Rewrite every line of the listing below as a numbered list, and leave out any blank lines.

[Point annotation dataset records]
──────────

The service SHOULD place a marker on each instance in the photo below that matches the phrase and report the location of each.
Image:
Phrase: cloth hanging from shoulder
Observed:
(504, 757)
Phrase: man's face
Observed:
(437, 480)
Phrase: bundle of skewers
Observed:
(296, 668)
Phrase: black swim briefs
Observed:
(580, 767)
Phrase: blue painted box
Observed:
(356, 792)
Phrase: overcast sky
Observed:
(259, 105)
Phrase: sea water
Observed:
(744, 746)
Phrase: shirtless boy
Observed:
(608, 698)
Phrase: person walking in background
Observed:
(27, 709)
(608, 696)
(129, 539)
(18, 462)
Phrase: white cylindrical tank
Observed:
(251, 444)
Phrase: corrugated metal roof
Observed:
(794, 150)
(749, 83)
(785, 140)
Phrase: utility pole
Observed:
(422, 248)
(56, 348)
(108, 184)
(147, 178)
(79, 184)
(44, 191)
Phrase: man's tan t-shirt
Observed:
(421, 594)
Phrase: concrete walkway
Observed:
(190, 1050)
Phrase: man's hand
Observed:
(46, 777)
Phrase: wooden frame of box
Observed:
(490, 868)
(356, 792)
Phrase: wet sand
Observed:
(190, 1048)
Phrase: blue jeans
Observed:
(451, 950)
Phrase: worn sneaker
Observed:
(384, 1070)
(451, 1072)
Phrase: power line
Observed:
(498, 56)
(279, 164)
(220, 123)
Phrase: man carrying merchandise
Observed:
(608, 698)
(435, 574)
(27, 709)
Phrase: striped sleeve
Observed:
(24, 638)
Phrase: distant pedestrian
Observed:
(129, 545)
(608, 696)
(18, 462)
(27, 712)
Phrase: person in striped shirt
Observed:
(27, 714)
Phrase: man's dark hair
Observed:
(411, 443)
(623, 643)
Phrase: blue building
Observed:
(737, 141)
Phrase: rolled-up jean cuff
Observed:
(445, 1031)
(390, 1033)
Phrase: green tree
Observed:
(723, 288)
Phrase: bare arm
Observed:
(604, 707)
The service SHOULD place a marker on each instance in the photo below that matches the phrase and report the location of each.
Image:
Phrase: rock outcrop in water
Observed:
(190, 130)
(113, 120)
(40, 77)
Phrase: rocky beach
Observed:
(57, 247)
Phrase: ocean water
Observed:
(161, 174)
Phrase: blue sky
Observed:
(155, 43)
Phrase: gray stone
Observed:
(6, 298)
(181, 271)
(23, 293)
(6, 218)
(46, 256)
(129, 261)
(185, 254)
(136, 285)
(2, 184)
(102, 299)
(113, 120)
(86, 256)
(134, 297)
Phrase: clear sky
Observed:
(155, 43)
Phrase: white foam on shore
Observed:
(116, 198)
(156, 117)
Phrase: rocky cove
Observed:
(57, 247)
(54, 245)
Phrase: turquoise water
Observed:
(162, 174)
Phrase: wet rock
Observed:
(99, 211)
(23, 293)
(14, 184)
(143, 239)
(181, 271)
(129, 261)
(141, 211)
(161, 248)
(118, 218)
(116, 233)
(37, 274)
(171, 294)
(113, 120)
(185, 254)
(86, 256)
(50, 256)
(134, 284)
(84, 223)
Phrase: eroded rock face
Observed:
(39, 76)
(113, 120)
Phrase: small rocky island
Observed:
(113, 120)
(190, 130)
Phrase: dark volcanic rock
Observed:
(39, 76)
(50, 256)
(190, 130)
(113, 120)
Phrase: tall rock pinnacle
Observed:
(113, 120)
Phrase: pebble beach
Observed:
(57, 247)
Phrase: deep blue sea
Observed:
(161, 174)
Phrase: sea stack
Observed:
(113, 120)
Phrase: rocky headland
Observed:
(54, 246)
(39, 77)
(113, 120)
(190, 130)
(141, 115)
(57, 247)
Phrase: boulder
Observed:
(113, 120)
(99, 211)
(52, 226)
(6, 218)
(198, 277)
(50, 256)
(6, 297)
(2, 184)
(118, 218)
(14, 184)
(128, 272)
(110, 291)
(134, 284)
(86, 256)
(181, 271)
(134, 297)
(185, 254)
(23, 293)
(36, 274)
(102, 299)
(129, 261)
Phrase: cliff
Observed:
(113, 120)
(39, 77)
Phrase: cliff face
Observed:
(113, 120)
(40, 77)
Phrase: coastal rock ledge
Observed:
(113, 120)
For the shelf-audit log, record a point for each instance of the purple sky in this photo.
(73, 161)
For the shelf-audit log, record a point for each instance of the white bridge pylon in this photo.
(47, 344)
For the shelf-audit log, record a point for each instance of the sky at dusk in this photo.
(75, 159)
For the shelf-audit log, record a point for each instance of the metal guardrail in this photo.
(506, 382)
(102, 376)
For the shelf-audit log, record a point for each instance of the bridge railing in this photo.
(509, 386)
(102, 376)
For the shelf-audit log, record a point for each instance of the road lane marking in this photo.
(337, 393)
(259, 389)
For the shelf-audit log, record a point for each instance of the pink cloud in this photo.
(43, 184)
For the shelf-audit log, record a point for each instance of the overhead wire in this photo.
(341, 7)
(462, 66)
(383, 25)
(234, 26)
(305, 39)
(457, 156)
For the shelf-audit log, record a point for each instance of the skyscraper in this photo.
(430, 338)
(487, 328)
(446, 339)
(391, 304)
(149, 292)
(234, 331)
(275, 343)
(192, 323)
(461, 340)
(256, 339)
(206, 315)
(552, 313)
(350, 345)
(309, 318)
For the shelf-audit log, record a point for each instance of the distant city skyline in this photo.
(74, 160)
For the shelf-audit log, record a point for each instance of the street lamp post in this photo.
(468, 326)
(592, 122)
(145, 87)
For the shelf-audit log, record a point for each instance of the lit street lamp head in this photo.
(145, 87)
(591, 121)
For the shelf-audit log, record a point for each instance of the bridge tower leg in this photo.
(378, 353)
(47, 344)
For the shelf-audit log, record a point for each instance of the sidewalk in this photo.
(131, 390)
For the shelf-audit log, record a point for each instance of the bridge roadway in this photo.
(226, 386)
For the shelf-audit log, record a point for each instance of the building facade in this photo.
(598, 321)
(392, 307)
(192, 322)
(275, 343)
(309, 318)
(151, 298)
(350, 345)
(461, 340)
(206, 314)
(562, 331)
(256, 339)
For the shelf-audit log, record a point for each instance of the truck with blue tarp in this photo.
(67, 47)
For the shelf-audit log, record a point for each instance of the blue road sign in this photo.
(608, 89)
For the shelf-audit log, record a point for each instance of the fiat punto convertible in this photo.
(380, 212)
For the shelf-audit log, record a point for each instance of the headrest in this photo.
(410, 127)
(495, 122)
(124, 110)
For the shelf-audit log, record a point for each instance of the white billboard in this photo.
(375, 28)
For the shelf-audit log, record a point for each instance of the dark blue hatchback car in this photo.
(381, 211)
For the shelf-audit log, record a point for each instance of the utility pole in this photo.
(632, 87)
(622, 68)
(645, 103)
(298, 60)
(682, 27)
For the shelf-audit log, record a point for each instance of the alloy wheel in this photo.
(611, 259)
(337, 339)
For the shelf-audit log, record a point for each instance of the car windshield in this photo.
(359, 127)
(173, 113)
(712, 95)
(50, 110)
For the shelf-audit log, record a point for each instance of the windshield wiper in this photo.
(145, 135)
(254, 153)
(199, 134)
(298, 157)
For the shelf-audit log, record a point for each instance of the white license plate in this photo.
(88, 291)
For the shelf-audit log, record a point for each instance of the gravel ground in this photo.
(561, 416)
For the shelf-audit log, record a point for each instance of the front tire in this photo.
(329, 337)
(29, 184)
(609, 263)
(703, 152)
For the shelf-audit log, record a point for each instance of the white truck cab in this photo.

──────────

> _Exercise answer_:
1. The service SHOULD place a marker on each instance in the photo below that matches the phrase and report the location of each.
2. Image:
3. Phrase: cloth hanging from shoulder
4. Observed:
5. (504, 757)
6. Phrase: man's face
7. Observed:
8. (437, 480)
9. Phrase: bundle of skewers
10. Observed:
11. (296, 668)
12. Phrase: black swim briefs
13. Observed:
14. (580, 767)
15. Phrase: blue painted box
16. Observed:
17. (356, 792)
18. Phrase: overcast sky
19. Observed:
20. (259, 105)
21. Phrase: sea water
22. Observed:
23. (744, 746)
24. Phrase: shirtless boy
25. Observed:
26. (608, 698)
27. Phrase: person walking in background
28. Observed:
29. (27, 709)
30. (608, 696)
31. (129, 539)
32. (18, 462)
33. Phrase: white cylindrical tank
34. Observed:
35. (251, 444)
36. Phrase: corrugated metal roof
37. Observed:
38. (794, 150)
39. (749, 83)
40. (785, 140)
41. Phrase: utility pole
42. Observed:
43. (422, 248)
44. (56, 348)
45. (108, 184)
46. (147, 178)
47. (79, 184)
48. (44, 191)
49. Phrase: man's tan t-shirt
50. Observed:
51. (421, 594)
52. Phrase: concrete walkway
53. Observed:
54. (190, 1050)
55. Phrase: man's hand
56. Observed:
57. (46, 777)
58. Phrase: wooden frame of box
59. Observed:
60. (490, 868)
61. (356, 792)
62. Phrase: wet sand
63. Observed:
64. (190, 1048)
65. Phrase: blue jeans
66. Observed:
67. (451, 950)
68. Phrase: worn sneaker
69. Observed:
70. (384, 1070)
71. (451, 1072)
72. Phrase: power line
73. Observed:
74. (498, 56)
75. (279, 164)
76. (220, 123)
77. Phrase: man carrying merchandise
78. Observed:
79. (608, 698)
80. (435, 574)
81. (27, 709)
82. Phrase: striped sleeve
83. Observed:
84. (24, 638)
85. Phrase: distant pedestrian
86. Observed:
87. (129, 545)
88. (608, 696)
89. (18, 462)
90. (27, 712)
91. Phrase: person in striped shirt
92. Observed:
93. (27, 714)
94. Phrase: man's dark hair
95. Observed:
96. (411, 443)
97. (623, 643)
98. Phrase: blue building
99. Observed:
100. (737, 141)
101. Phrase: rolled-up jean cuff
102. Observed:
103. (445, 1031)
104. (390, 1033)
105. Phrase: green tree
106. Observed:
107. (723, 288)
108. Phrase: bare arm
109. Observed:
110. (604, 707)
111. The service SHOULD place a marker on each instance in the photo below that matches the phrase and report the location of each.
112. Image:
113. Phrase: rock outcrop in water
114. Observed:
115. (190, 130)
116. (113, 120)
117. (40, 77)
118. Phrase: rocky beach
119. Observed:
120. (57, 247)
121. Phrase: ocean water
122. Observed:
123. (161, 174)
124. Phrase: blue sky
125. Observed:
126. (155, 43)
127. Phrase: gray stone
128. Observed:
129. (6, 298)
130. (181, 271)
131. (23, 293)
132. (6, 218)
133. (46, 256)
134. (129, 261)
135. (185, 254)
136. (136, 285)
137. (2, 184)
138. (102, 299)
139. (113, 120)
140. (86, 256)
141. (134, 297)
142. Phrase: clear sky
143. Observed:
144. (155, 43)
145. Phrase: white foam on shore
146. Observed:
147. (116, 198)
148. (156, 117)
149. Phrase: rocky cove
150. Observed:
151. (57, 247)
152. (54, 245)
153. Phrase: turquoise water
154. Observed:
155. (162, 174)
156. Phrase: wet rock
157. Observed:
158. (99, 211)
159. (23, 293)
160. (14, 184)
161. (143, 239)
162. (181, 271)
163. (129, 261)
164. (141, 211)
165. (161, 248)
166. (118, 218)
167. (116, 233)
168. (37, 274)
169. (171, 294)
170. (113, 120)
171. (185, 254)
172. (86, 256)
173. (50, 256)
174. (134, 284)
175. (84, 223)
176. Phrase: eroded rock face
177. Observed:
178. (39, 76)
179. (113, 120)
180. Phrase: small rocky island
181. Observed:
182. (113, 120)
183. (190, 130)
184. Phrase: dark volcanic rock
185. Observed:
186. (39, 76)
187. (50, 256)
188. (190, 130)
189. (113, 120)
190. Phrase: tall rock pinnacle
191. Observed:
192. (113, 120)
193. Phrase: pebble beach
194. Observed:
195. (57, 247)
196. Phrase: deep blue sea
197. Observed:
198. (161, 174)
199. Phrase: sea stack
200. Observed:
201. (113, 120)
202. Phrase: rocky headland
203. Observed:
204. (54, 246)
205. (39, 77)
206. (113, 120)
207. (190, 130)
208. (141, 115)
209. (57, 247)
210. Phrase: boulder
211. Observed:
212. (113, 120)
213. (99, 211)
214. (52, 226)
215. (6, 218)
216. (198, 277)
217. (50, 256)
218. (6, 297)
219. (2, 184)
220. (118, 218)
221. (14, 184)
222. (128, 272)
223. (110, 291)
224. (134, 284)
225. (86, 256)
226. (181, 271)
227. (134, 297)
228. (185, 254)
229. (23, 293)
230. (36, 274)
231. (102, 299)
232. (129, 261)
233. Phrase: cliff
234. Observed:
235. (113, 120)
236. (39, 77)
237. Phrase: cliff face
238. Observed:
239. (113, 120)
240. (40, 77)
241. Phrase: coastal rock ledge
242. Observed:
243. (113, 120)
244. For the shelf-audit log, record a point for each instance of the purple sky in this photo.
245. (73, 161)
246. For the shelf-audit log, record a point for each instance of the white bridge pylon in this photo.
247. (47, 344)
248. For the shelf-audit log, record a point for each instance of the sky at dusk in this photo.
249. (75, 159)
250. For the shelf-audit log, record a point for each instance of the metal guardrail in this photo.
251. (506, 382)
252. (102, 376)
253. For the shelf-audit log, record a point for each instance of the bridge railing in this photo.
254. (509, 386)
255. (102, 376)
256. For the shelf-audit log, record a point for each instance of the road lane marking in this photo.
257. (337, 393)
258. (259, 389)
259. For the shelf-audit log, record a point for each instance of the pink cloud in this photo.
260. (43, 184)
261. For the shelf-audit log, record a point for each instance of the overhead wire in this photo.
262. (341, 7)
263. (462, 66)
264. (383, 25)
265. (234, 26)
266. (305, 39)
267. (457, 156)
268. For the shelf-audit log, record a point for each instance of the skyscraper in this photo.
269. (430, 338)
270. (487, 328)
271. (446, 339)
272. (391, 304)
273. (149, 292)
274. (234, 331)
275. (275, 343)
276. (192, 323)
277. (461, 340)
278. (256, 339)
279. (206, 315)
280. (552, 313)
281. (350, 345)
282. (309, 318)
283. For the shelf-audit log, record a point for each instance of the distant city skyline in this photo.
284. (74, 160)
285. For the shelf-audit log, record a point for each instance of the street lamp post in this photo.
286. (468, 326)
287. (592, 122)
288. (145, 87)
289. For the shelf-audit log, record a point for each instance of the lit street lamp head in this photo.
290. (145, 87)
291. (591, 121)
292. For the shelf-audit log, record a point for each instance of the bridge tower leg in this photo.
293. (378, 353)
294. (47, 344)
295. For the shelf-audit log, record a point for each instance of the sidewalk in this photo.
296. (131, 390)
297. For the shelf-audit log, record a point for each instance of the bridge roadway in this photo.
298. (226, 386)
299. For the shelf-audit log, record a point for each instance of the building facade in this photo.
300. (598, 321)
301. (392, 307)
302. (192, 322)
303. (275, 343)
304. (309, 318)
305. (151, 298)
306. (350, 345)
307. (461, 340)
308. (206, 314)
309. (562, 331)
310. (256, 339)
311. For the shelf-audit log, record a point for each instance of the truck with blue tarp in this photo.
312. (67, 47)
313. For the shelf-audit log, record a point for each instance of the blue road sign in this photo.
314. (608, 89)
315. For the shelf-audit log, record a point for each instance of the fiat punto convertible in this photo.
316. (380, 212)
317. For the shelf-audit log, record a point for each instance of the headrest in this photo.
318. (410, 127)
319. (495, 122)
320. (124, 110)
321. For the shelf-audit log, record a point for each instance of the white billboard in this photo.
322. (375, 28)
323. For the shelf-audit log, record a point for each instance of the dark blue hatchback car in this photo.
324. (381, 211)
325. For the shelf-audit log, record a point for each instance of the utility pole in this photo.
326. (632, 87)
327. (622, 68)
328. (645, 103)
329. (298, 60)
330. (682, 27)
331. For the shelf-audit log, record a point for each instance of the alloy wheel in this photo.
332. (611, 259)
333. (337, 339)
334. For the shelf-audit log, record a point for each instance of the car windshield in this photo.
335. (359, 127)
336. (173, 113)
337. (712, 95)
338. (50, 110)
339. For the shelf-audit log, record a point for each instance of the windshield wiper in this photo.
340. (145, 135)
341. (254, 153)
342. (199, 134)
343. (298, 157)
344. For the shelf-audit log, record a point for each instance of the white license plate in this photo.
345. (88, 291)
346. For the shelf-audit log, record a point for each instance of the gravel ground in this photo.
347. (561, 416)
348. For the shelf-audit log, record a point for each instance of the front tire in this photo.
349. (329, 337)
350. (29, 184)
351. (609, 263)
352. (703, 152)
353. For the shelf-audit log, record a point for each instance of the white truck cab in this photo.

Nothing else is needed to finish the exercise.